> **Assigned task**: Begin with the line holding "Target: decorative molding", then print every line after it through the end of the data, exactly and with nothing added.

»»

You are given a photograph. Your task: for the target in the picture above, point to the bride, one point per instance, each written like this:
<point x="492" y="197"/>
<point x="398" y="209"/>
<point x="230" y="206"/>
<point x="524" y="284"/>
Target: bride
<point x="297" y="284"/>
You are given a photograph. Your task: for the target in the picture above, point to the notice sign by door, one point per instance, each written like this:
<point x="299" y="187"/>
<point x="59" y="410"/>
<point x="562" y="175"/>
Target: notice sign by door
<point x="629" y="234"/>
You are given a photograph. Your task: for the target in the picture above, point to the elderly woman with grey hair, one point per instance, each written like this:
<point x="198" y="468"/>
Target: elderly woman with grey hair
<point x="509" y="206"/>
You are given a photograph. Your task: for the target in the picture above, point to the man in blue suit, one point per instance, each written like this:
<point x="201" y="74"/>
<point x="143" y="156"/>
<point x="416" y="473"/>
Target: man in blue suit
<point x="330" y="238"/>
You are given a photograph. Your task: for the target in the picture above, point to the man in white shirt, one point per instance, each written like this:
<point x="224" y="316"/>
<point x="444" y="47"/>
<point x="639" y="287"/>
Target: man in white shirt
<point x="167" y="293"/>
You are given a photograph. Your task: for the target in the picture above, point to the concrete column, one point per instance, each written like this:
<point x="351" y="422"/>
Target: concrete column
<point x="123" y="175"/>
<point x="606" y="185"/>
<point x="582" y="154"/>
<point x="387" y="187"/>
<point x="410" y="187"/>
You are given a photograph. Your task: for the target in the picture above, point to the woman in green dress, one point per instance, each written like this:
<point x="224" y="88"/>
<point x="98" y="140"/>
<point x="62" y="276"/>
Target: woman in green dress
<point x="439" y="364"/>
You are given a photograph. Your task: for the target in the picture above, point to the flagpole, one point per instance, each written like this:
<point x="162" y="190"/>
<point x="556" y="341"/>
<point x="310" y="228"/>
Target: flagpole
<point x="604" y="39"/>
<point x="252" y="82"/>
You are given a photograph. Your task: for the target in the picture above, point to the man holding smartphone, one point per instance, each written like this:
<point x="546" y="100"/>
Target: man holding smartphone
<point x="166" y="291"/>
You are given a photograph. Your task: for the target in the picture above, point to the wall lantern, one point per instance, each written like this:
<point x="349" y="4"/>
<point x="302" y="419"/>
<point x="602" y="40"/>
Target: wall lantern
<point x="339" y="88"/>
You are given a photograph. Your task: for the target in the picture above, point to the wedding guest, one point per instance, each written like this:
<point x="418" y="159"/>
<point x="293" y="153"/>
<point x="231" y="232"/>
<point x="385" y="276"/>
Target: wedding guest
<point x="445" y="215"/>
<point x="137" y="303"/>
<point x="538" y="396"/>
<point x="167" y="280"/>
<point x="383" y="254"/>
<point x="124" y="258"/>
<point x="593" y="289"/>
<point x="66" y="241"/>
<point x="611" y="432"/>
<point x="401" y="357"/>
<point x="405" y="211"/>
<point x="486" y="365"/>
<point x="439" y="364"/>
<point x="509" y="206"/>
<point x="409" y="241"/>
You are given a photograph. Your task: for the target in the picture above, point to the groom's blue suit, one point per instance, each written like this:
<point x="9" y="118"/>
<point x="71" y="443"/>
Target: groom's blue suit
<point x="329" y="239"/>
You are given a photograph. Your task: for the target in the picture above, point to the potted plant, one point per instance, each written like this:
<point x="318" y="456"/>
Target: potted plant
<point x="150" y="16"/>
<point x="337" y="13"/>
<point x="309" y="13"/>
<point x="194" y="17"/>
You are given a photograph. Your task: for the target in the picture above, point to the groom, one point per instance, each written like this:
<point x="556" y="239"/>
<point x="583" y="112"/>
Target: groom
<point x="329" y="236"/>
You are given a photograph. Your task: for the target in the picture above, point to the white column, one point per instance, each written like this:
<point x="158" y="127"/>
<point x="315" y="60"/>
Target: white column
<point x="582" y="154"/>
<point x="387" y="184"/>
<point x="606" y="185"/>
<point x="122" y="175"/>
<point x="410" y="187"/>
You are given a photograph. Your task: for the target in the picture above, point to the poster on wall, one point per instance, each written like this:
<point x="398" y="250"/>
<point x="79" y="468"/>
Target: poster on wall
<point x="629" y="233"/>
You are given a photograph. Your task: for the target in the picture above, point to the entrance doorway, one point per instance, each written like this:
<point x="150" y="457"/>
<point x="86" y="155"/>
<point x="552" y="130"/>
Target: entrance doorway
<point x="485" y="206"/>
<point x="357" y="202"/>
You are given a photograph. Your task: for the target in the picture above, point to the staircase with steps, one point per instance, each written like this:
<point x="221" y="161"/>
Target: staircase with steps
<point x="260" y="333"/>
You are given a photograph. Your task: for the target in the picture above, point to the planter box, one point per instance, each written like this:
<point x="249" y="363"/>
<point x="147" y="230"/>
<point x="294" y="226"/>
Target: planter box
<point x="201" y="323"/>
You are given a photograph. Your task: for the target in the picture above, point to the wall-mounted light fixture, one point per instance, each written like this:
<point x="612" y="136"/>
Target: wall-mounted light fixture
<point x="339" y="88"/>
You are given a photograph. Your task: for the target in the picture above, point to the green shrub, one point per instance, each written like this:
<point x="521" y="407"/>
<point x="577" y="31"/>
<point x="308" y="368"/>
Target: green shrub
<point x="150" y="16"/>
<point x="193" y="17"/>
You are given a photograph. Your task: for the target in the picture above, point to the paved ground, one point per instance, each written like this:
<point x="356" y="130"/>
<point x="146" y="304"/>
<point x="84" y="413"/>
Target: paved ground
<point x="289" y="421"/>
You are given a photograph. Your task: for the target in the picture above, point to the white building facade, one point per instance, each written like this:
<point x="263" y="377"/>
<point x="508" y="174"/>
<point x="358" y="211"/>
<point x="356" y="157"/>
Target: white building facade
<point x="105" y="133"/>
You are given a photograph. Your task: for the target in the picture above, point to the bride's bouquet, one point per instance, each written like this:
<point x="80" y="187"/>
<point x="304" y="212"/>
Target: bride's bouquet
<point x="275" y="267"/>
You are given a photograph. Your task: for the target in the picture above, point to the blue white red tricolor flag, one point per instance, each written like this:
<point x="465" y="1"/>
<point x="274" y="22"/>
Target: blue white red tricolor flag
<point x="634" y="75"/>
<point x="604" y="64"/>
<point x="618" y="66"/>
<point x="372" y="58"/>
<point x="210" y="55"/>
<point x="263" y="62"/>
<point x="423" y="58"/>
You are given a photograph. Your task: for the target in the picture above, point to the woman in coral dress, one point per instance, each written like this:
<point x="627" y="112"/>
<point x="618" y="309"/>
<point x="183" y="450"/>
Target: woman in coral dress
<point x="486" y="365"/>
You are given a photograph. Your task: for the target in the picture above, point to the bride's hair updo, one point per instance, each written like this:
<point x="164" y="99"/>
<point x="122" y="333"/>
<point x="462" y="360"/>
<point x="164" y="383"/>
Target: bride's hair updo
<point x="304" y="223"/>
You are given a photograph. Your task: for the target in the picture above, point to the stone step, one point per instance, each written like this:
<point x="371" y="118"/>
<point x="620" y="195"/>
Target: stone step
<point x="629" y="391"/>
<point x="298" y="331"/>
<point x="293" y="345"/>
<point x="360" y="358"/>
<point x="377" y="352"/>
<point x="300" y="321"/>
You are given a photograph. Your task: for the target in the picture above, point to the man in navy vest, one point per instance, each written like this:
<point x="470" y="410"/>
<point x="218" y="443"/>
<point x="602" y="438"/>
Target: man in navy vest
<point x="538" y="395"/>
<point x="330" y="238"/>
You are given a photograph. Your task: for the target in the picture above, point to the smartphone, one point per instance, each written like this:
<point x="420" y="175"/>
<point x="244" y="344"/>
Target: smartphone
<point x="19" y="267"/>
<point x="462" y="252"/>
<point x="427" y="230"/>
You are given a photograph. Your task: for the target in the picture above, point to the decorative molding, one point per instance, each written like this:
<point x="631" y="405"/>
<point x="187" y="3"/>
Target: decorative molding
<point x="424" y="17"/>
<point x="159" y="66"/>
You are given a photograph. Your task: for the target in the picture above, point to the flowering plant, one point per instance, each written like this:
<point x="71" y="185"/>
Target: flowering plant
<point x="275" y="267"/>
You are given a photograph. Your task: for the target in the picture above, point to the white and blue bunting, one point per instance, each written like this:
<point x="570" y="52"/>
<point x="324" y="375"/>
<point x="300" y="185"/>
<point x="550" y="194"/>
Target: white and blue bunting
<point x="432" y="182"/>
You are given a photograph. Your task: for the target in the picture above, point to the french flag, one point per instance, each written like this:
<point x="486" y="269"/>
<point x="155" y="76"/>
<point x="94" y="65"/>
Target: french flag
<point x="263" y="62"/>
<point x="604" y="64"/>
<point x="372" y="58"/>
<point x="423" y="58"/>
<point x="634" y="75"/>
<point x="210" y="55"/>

««

> **Your response**:
Target: decorative molding
<point x="424" y="17"/>
<point x="159" y="66"/>
You are given a photograph. Your task: for the target in the picture above, point to the flowering plant, one point per instance, each written like this:
<point x="71" y="185"/>
Target: flowering plant
<point x="275" y="267"/>
You are given a photograph. Your task: for the target in the picture above, point to the white and blue bunting, one point per instance, each written like this:
<point x="570" y="52"/>
<point x="324" y="375"/>
<point x="300" y="185"/>
<point x="550" y="194"/>
Target: white and blue bunting
<point x="432" y="182"/>
You are given a photograph. Your task: for the target in the picture above, point to the french flag, one point per instance, each written like this:
<point x="486" y="269"/>
<point x="155" y="76"/>
<point x="94" y="65"/>
Target: french flag
<point x="263" y="62"/>
<point x="604" y="64"/>
<point x="372" y="58"/>
<point x="423" y="58"/>
<point x="634" y="75"/>
<point x="210" y="55"/>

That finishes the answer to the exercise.